Stated problem a :: Duplicate the rows from the start of the rows up to and including the line with "304,545 -> 343,583". Omit the pictures from your copy.

Jefferies & Company, Inc. will offer our common stock
subject to the terms and conditions of the Open Market Sale
Agreement. We will designate the minimum price per share at
which the common stock may be sold and the maximum amount of
common stock to be sold through the sales agent during any
selling period or otherwise determine such maximum amount
together with the sales agent. Subject to the terms and
conditions of the Open Market Sale Agreement,
Jefferies & Company, Inc. has agreed to use its
commercially reasonable efforts to execute our orders to sell,
as our sales agent and on our behalf, our common stock submitted
to Jefferies & Company, Inc. from time to time
pursuant to and subject to the terms of the Open Market Sale
Agreement. We or Jefferies & Company, Inc. may suspend
the offering of common stock under the Open Market Sale
Agreement by proper notice to the other party.
We will pay Jefferies & Company, Inc. a commission of
3.0% of the first $37,500,000 of gross proceeds of any common
stock sold through it pursuant to this prospectus and 2.5% of
the remaining gross proceeds of any common stock sold through it
pursuant to this prospectus. We estimate that the total
remaining expenses of the offering payable by us, other than
such commissions, will be approximately $100,000. The remaining
sales proceeds, after deducting any other transaction fees, will
equal our net proceeds for the sale of such stock.
Settlement for sales of common stock will occur, unless the
parties agree otherwise, on the third trading day following the
date on which any sales were made against payment of the net
proceeds to us. A trading day is any trading day on the NASDAQ
Global Select Market.
In connection with the sale of the common stock on our behalf,
the sales agent, as a registered broker dealer participating in
the distribution of securities under this prospectus, will be an
underwriter within the meaning of the Securities
Act, and the compensation paid to the sales agent may be deemed
to be underwriting commissions or discounts. We have agreed in
the Open Market Sale Agreement to provide indemnification and
contribution to the sales agent against certain civil
liabilities, including liabilities under the Securities Act.

Dataset extract ::
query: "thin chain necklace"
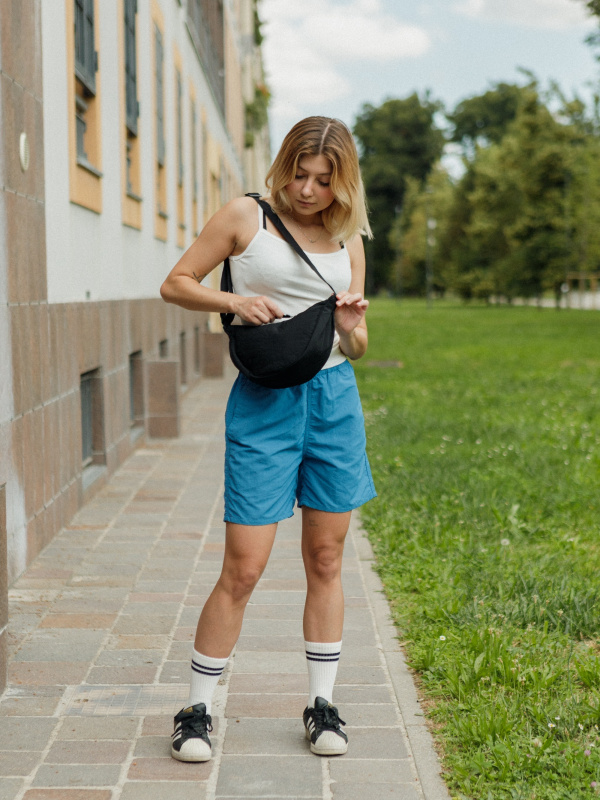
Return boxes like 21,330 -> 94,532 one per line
290,214 -> 325,244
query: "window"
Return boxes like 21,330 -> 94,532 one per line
80,372 -> 93,467
190,91 -> 200,238
188,0 -> 225,114
194,325 -> 201,375
79,369 -> 105,489
125,0 -> 140,136
129,350 -> 144,428
173,55 -> 186,247
75,0 -> 98,95
122,0 -> 142,229
179,331 -> 187,386
154,22 -> 167,241
175,69 -> 183,186
67,0 -> 102,213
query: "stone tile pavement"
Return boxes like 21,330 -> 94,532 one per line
0,370 -> 449,800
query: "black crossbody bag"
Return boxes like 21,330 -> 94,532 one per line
221,194 -> 336,389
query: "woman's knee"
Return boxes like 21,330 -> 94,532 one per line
219,564 -> 263,603
304,545 -> 343,583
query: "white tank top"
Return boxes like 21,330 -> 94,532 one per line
229,207 -> 352,369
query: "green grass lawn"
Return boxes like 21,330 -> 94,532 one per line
356,299 -> 600,800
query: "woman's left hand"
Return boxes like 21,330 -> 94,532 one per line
335,292 -> 369,333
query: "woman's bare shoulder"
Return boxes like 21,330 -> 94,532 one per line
345,233 -> 365,262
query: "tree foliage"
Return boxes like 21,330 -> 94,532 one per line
354,93 -> 444,291
389,82 -> 600,300
448,83 -> 524,148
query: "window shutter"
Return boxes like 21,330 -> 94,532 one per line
177,70 -> 183,186
74,0 -> 98,94
125,0 -> 139,136
155,27 -> 165,166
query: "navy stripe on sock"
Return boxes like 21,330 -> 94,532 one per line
306,653 -> 340,661
305,650 -> 342,658
192,661 -> 224,677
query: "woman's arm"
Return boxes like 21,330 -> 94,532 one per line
335,235 -> 369,361
160,197 -> 283,325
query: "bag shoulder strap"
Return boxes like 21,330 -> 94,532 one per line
246,192 -> 336,294
220,192 -> 336,325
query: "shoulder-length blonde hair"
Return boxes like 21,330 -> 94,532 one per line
265,117 -> 373,242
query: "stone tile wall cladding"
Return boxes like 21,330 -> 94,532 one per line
0,0 -> 224,691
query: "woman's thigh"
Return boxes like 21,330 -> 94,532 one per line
222,522 -> 277,582
302,506 -> 352,580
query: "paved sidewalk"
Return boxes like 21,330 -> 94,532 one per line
0,372 -> 449,800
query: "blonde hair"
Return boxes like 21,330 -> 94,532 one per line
265,117 -> 373,242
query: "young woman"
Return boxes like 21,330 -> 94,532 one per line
161,117 -> 375,761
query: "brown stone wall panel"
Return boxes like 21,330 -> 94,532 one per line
42,403 -> 58,506
65,481 -> 81,530
115,368 -> 131,439
148,359 -> 180,416
31,407 -> 44,514
22,411 -> 35,519
0,485 -> 8,632
0,0 -> 42,97
38,303 -> 51,403
90,376 -> 107,463
4,192 -> 31,303
148,417 -> 179,439
0,72 -> 25,194
10,306 -> 26,415
57,396 -> 71,489
27,516 -> 44,564
127,300 -> 145,353
28,198 -> 48,303
47,305 -> 62,399
0,630 -> 8,692
115,435 -> 133,467
26,305 -> 42,408
110,301 -> 131,369
202,331 -> 226,378
98,303 -> 112,371
11,417 -> 25,486
67,391 -> 82,481
21,85 -> 44,201
0,78 -> 44,200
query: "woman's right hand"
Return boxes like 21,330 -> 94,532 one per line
232,295 -> 284,325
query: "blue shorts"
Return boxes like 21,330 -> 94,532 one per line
224,361 -> 376,525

Stated problem b :: According to the prospectus excerpt, what commission rate applies to the first $37,500,000 of gross proceeds from common stock sold through Jefferies & Company, Inc.?

Task response a ::
query: "thin chain necklace"
Return boxes like 21,330 -> 94,532 one per line
290,214 -> 325,244
query: "window"
Return boxes like 21,330 -> 94,532 one per line
80,372 -> 93,467
190,91 -> 200,238
188,0 -> 225,114
194,325 -> 201,375
79,369 -> 105,489
125,0 -> 140,136
129,350 -> 144,428
173,55 -> 186,247
75,0 -> 98,95
122,0 -> 142,229
179,331 -> 187,386
154,22 -> 167,241
175,69 -> 183,186
67,0 -> 102,213
query: "stone tile pavement"
Return boxes like 21,330 -> 94,532 one per line
0,370 -> 449,800
query: "black crossbody bag"
Return boxes like 21,330 -> 94,532 one per line
221,194 -> 336,389
query: "woman's knee"
Return boxes like 21,330 -> 94,532 one per line
219,564 -> 263,603
304,545 -> 343,583

Task response b :: 3.0%